> Written task A: Count the rows below that contain the string "suit". Give only the number.

_ _ _ _ _

A Regional Issue
The success of Kansas City’s schools is not merely a local concern, it’s part of a larger, regional issue weighing heavily on the business climates of both Missouri and Kansas. The long-troubled St. Louis school district, with a history of failures that rivals Kansas City’s, is on its seventh superintendent since 2003.
And despite promising indications of academic improvements in the Kansas City, Kan., district and the much larger Wichita school district, both remain well behind state averages in student performance.
Combined, those four districts enroll nearly 10 percent of the roughly 1.3 million public school students in the two-state region.
As Anglemyer notes, however, the suburban fringe, even with its higher-performing schools, is not safeguarded by the distances between their communities and the educational shortcomings of urban districts—we’re all in this together, he suggests, whether we realize it or not.
“Employers have a stake in those student outcomes, and they get that,” he said. “If you look at any employer of any size, 50 or more employees, you’re going to see people who travel 50 or 60 miles to get to that job. So you can’t just focus on the educational system in the Blue Valley, Olathe or Shawnee Mission districts. Some of your employees are going to end up being people educated in
North Kansas City, Leavenworth, Lee’s Summit or throughout the metropolitan area.”

_ _ _ _ _

> Written task B: List every place name that appears within the quoted remarks in the article above.

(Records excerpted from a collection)
_ _ _ _ _

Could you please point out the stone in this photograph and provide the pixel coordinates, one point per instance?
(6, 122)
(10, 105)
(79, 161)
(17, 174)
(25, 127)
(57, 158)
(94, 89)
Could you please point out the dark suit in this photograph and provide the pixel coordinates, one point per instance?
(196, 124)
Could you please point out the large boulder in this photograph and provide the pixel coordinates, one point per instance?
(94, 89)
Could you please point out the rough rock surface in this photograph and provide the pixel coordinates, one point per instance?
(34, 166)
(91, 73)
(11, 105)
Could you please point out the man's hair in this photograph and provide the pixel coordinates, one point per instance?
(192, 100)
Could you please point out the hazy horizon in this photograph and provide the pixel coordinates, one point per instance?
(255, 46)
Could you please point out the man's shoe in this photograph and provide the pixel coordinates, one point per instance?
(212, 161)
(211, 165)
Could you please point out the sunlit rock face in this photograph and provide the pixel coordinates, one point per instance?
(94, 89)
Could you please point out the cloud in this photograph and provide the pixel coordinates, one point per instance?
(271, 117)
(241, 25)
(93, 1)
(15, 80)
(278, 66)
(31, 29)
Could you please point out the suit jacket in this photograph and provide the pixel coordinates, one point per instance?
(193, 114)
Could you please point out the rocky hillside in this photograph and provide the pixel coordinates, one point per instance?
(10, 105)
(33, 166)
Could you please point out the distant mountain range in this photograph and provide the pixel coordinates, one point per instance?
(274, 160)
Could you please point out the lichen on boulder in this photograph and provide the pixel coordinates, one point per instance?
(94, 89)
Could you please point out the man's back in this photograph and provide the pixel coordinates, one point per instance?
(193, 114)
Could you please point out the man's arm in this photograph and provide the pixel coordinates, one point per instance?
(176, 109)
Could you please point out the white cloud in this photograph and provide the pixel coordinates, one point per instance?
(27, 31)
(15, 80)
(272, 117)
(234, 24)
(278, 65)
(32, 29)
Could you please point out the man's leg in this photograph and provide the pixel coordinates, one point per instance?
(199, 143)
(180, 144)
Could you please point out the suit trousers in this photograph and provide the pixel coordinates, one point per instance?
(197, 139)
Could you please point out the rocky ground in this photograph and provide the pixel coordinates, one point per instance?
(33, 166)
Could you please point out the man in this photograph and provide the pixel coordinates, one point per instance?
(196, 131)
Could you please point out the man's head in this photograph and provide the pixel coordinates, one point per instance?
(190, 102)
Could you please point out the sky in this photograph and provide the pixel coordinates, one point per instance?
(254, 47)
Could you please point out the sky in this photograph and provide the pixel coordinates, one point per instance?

_ _ _ _ _

> Response A: 3

> Response B: Blue Valley, Olathe, Shawnee Mission, North Kansas City, Leavenworth, Lee's Summit